> [WHAT YOU SHOULD DO]: Without including any pictures, copy each entry below exactly.

(EXTRACTED INFORMATION)

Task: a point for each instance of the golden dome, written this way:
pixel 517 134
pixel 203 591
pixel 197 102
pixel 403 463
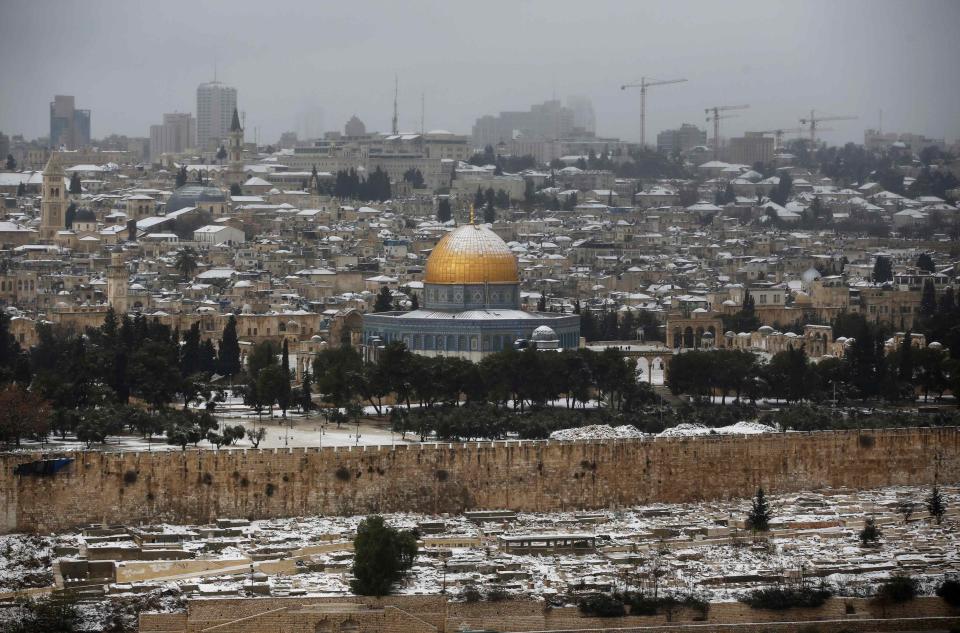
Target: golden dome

(End EXTRACTED INFORMATION)

> [RESULT FOR THIS EXERCISE]:
Task: a point for each instance of the golden dome, written this way:
pixel 517 134
pixel 203 591
pixel 197 102
pixel 403 463
Target: golden dome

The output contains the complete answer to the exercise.